--- Given records Enclosed Below ---

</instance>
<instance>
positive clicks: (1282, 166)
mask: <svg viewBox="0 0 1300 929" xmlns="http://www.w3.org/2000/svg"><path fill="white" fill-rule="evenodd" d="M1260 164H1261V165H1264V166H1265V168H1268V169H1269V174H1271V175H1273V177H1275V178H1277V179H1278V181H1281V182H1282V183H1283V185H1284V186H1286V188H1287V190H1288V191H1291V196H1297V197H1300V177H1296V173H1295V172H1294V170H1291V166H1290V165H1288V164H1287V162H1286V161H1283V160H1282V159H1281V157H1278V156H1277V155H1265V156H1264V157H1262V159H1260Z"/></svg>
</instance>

--- End of Enclosed Given records ---

Problem statement
The entries shown above should be copied out word for word.

Exercise result
</instance>
<instance>
positive clicks: (1282, 166)
mask: <svg viewBox="0 0 1300 929" xmlns="http://www.w3.org/2000/svg"><path fill="white" fill-rule="evenodd" d="M1260 164H1261V165H1264V166H1265V168H1268V169H1269V174H1271V175H1273V177H1275V178H1277V179H1278V181H1281V182H1282V183H1283V185H1284V186H1286V188H1287V190H1288V191H1291V196H1297V197H1300V177H1296V173H1295V172H1294V170H1291V166H1290V165H1288V164H1287V162H1286V161H1283V160H1282V159H1281V157H1278V156H1277V155H1265V156H1264V157H1262V159H1260Z"/></svg>
</instance>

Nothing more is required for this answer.